◆ Texto aportado ◆
==*==
La voz en la literatura es lo que te dicen las palabras que
lees. Salvo los que pretenden eso tan raro que llama lectura subvocálica, lo
normal es que una voz nos hable mientras pasamos las páginas de un libro. Y esa
voz puede estropearte una historia o que la sigas sin condiciones. Las voces de
los niños son especialmente conflictivas para dar credibilidad a una narración,
sobre todo si se utiliza la primera persona. Es desolador escuchar a un niño
que cuenta como un adulto resabiado. En Mejor la ausencia la voz de Amaia va
evolucionando desde los cinco años (1979) hasta los dieciocho (1992) en un
ejercicio de estilo sorprendente e hipnótico. Los años pasan y ese contar va
creciendo desde la ingenuidad infantil hasta la rabia adolescente,
contaminándose con la violencia de un padre turbio y ausente (mejor así, nos
reconoce el título), una madre sumisa y depresiva y unos hermanos que se
condenan entre agujas hipodérmicas (Aníbal) y la kale borroka (Kepa). Solo uno,
Aitor, parece escapar a ese desconsuelo estudiando Filosofía en Madrid. Y es a
Aitor, el prófugo, a quien Amaia reprocha su superioridad moral: si no has
visto lo que yo he visto, si no estabas cuando la casa y nuestras vidas se
llenaban de mierda, ¿puedes saber, desde la distancia, o solo juzgar?
==*==
◆ Datos aportados ◆
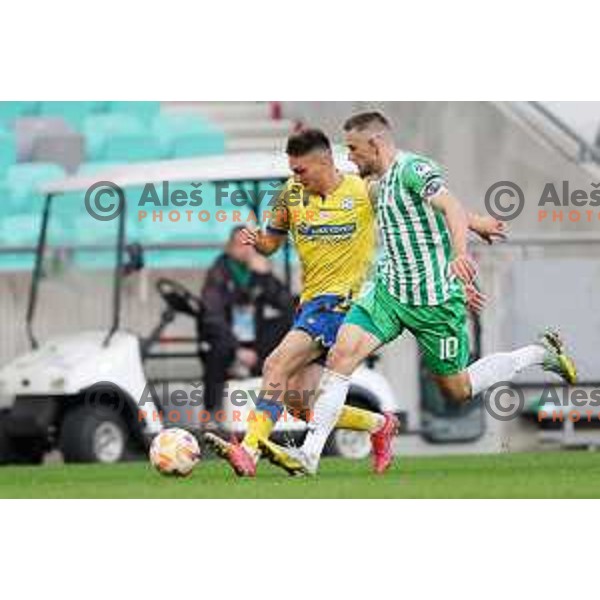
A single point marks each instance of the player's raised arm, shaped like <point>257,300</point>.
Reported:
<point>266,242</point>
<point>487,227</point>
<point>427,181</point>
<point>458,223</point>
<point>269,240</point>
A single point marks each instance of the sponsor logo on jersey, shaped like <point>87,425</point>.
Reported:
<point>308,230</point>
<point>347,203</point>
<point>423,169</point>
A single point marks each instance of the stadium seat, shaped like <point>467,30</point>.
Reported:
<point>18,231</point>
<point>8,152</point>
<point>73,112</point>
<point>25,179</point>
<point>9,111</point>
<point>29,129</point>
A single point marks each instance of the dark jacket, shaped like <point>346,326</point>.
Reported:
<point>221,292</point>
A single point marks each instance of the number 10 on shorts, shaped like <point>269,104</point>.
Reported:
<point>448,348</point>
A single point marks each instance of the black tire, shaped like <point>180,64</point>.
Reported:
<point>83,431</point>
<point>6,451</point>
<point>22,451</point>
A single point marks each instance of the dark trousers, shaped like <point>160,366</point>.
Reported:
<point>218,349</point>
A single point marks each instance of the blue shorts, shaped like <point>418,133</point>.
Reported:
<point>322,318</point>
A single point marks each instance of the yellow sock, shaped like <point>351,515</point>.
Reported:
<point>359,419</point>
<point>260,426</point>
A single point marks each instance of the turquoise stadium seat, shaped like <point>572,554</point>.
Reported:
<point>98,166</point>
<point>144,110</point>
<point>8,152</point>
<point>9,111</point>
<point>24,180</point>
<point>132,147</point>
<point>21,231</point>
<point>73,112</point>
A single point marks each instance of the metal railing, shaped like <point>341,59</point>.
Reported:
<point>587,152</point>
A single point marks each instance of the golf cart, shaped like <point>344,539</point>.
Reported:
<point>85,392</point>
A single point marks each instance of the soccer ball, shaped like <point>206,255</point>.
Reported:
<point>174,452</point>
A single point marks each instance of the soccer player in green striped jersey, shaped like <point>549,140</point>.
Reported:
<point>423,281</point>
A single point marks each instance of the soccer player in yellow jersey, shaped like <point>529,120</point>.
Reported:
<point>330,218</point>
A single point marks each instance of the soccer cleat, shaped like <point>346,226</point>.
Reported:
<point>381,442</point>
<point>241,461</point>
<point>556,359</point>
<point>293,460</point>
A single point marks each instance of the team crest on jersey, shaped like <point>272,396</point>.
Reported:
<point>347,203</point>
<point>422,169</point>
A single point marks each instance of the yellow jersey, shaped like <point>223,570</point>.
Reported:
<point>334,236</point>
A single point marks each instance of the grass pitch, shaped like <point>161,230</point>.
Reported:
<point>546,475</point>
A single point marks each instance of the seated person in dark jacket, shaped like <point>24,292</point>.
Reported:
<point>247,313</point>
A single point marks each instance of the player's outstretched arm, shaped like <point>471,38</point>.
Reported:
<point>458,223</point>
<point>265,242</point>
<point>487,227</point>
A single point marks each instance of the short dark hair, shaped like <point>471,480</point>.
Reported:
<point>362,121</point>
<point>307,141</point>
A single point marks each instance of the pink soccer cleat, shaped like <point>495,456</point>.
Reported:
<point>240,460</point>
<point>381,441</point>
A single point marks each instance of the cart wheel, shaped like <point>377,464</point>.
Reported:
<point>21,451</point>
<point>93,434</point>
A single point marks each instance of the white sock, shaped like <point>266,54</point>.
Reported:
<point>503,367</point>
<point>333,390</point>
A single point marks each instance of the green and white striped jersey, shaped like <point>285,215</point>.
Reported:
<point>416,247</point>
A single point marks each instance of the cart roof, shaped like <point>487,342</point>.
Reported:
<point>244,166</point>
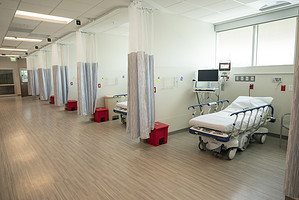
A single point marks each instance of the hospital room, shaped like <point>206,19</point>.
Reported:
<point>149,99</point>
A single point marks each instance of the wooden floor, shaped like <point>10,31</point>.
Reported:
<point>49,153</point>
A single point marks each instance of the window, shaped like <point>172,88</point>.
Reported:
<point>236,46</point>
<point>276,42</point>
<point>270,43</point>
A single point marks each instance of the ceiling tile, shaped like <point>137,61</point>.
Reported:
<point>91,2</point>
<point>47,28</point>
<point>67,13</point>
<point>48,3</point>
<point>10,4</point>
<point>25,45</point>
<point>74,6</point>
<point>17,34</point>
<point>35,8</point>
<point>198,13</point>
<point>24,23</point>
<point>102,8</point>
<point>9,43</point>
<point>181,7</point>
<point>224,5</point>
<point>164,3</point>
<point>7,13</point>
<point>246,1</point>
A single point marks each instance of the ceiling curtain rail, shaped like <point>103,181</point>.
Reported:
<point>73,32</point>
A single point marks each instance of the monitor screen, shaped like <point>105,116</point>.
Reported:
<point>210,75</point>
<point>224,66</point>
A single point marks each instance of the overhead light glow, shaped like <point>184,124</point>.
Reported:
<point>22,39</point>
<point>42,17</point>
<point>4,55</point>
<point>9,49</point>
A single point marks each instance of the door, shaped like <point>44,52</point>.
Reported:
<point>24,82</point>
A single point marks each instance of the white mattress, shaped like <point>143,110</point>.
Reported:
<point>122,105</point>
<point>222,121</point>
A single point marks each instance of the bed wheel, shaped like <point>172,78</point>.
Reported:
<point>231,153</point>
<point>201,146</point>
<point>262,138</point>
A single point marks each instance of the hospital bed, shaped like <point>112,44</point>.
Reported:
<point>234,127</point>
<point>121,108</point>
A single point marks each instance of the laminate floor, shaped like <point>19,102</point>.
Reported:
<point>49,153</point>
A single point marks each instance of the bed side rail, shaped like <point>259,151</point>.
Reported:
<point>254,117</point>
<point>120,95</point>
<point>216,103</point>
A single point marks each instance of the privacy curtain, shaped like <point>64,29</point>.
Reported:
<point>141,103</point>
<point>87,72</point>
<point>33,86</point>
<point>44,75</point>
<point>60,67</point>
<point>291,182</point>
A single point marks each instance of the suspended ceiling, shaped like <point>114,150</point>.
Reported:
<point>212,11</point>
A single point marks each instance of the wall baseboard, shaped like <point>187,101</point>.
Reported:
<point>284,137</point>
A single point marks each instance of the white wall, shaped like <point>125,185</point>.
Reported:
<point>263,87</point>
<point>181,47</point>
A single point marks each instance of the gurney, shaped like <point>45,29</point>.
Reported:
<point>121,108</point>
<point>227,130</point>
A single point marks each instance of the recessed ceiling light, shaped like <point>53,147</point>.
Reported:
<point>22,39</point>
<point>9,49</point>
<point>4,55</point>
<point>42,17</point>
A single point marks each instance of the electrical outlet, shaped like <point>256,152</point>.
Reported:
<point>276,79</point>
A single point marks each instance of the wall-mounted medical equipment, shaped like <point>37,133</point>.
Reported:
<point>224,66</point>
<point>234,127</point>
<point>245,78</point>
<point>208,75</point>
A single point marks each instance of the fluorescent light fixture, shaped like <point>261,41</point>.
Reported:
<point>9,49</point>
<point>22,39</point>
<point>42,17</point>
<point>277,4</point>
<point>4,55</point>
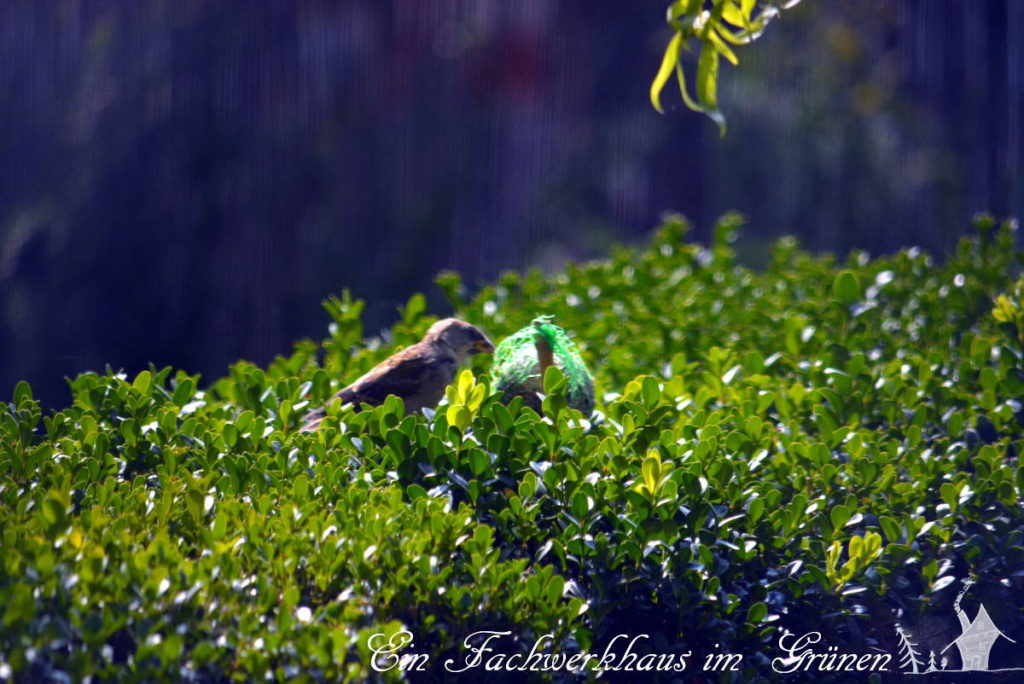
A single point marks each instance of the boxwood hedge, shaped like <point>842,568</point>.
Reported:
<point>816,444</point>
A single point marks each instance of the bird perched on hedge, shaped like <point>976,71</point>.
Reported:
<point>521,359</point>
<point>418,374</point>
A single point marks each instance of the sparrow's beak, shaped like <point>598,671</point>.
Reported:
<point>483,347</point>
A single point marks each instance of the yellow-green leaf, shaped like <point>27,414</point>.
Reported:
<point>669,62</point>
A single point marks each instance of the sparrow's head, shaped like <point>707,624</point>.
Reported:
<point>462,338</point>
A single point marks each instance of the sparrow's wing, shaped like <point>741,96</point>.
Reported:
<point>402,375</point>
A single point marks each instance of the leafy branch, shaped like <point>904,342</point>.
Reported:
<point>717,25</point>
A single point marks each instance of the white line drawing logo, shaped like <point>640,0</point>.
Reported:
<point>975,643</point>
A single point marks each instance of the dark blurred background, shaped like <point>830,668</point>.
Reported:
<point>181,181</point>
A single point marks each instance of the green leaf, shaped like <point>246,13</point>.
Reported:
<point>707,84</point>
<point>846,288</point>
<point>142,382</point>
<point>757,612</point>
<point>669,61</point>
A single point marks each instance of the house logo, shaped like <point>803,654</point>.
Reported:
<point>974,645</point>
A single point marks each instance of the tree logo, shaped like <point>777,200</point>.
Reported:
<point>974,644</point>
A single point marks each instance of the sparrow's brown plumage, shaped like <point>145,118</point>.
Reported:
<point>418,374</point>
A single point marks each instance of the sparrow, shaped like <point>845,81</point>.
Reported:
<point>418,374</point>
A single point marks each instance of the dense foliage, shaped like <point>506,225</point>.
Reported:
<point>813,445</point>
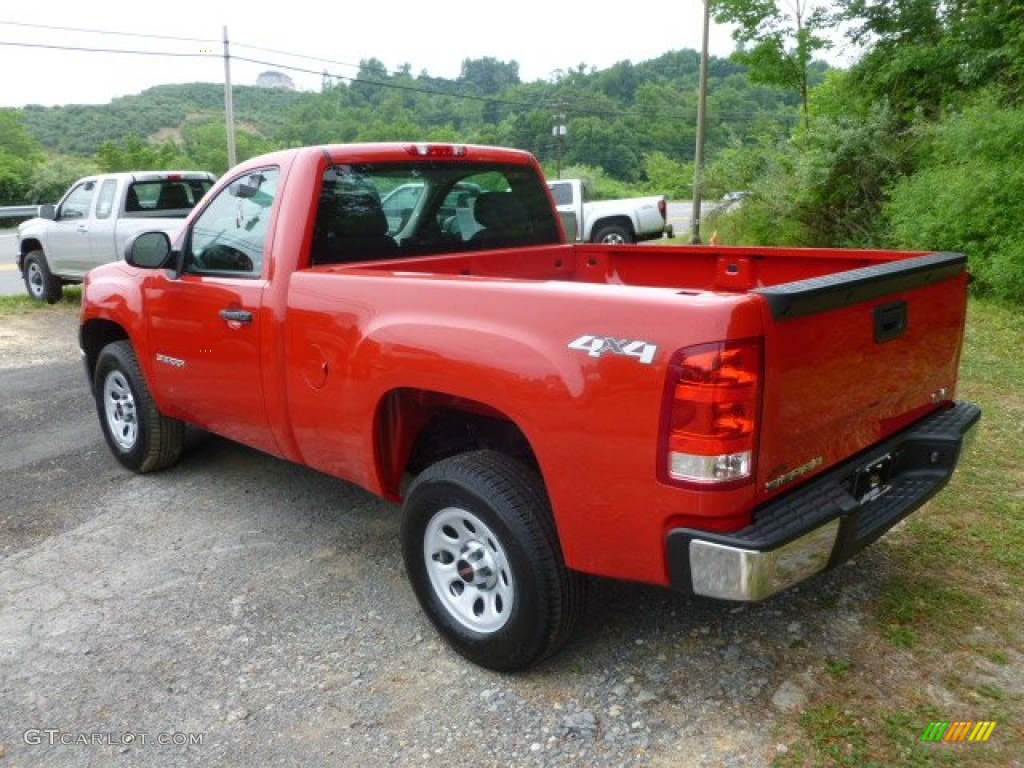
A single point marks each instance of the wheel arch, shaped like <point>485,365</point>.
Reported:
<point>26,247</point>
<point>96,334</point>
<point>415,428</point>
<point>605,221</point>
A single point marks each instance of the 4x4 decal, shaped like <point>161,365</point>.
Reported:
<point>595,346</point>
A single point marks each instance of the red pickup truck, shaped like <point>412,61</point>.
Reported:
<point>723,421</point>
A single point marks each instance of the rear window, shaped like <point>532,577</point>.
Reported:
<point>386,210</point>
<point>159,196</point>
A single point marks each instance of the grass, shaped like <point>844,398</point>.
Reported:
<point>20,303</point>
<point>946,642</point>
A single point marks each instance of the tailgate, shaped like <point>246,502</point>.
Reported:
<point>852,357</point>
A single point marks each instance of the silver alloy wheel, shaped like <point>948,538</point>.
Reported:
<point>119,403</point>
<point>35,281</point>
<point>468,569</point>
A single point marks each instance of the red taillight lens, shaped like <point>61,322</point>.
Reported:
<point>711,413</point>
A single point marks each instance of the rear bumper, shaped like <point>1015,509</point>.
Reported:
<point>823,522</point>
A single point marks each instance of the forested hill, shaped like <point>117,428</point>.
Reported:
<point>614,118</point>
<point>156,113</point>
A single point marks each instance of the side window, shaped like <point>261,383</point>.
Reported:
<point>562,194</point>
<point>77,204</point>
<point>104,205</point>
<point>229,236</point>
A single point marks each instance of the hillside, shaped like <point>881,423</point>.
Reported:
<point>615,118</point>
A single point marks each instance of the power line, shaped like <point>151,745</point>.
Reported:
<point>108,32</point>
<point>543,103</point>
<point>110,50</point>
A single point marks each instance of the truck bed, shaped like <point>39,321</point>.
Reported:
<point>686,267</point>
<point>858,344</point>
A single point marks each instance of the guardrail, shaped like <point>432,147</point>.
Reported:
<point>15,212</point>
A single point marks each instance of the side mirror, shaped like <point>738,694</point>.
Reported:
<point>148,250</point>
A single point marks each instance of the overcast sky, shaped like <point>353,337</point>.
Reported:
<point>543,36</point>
==*==
◆ Lista de tareas ◆
• a. Según el texto sobre Mejor la ausencia, ¿qué estudia Aitor en Madrid?
• b. ¿Coinciden con el texto sobre Mejor la ausencia estas afirmaciones? Responde sí o no a cada una y cita las palabras del texto que lo deciden: (i) la voz de Amaia evoluciona desde los cinco hasta los dieciocho años; (ii) Kepa se condena entre agujas hipodérmicas; (iii) la madre aparece descrita como sumisa y depresiva.
• c. Escribe lo que sigue al texto sobre Mejor la ausencia, a partir de su última frase.
Las filas no hacen falta para resolver nada.

◆ Respuestas ◆
• a. Estudia Filosofía.

• b.
(i) Sí: «la voz de Amaia va evolucionando desde los cinco años (1979) hasta los dieciocho (1992)».
(ii) No: «entre agujas hipodérmicas (Aníbal) y la kale borroka (Kepa)».
(iii) Sí: «una madre sumisa y depresiva».

• c.
La segunda parte de la novela es el regreso desde Madrid,
diecisiete años después, al paisaje de la infancia, donde solo queda el
desenlace. La voz de Amaia —treinta y cinco años, sin trabajo, separada y
alojada en una buhardilla— se alterna con párrafos en tercera persona que
arrojan luz sobre las sombras que han dejado en páginas
pasadas tres personajes: Amadeo, el padre; Elvira, la madre; y Carlos, un avieso exsocio de
su padre. Este ejercicio metaliterario puede resultar algo extemporáneo: ¿había
necesidad de destapar lo que no se contó antes? No lo sé, porque a esas alturas
de la novela seguía resonando la voz de la Amaia que se fue, esa voz...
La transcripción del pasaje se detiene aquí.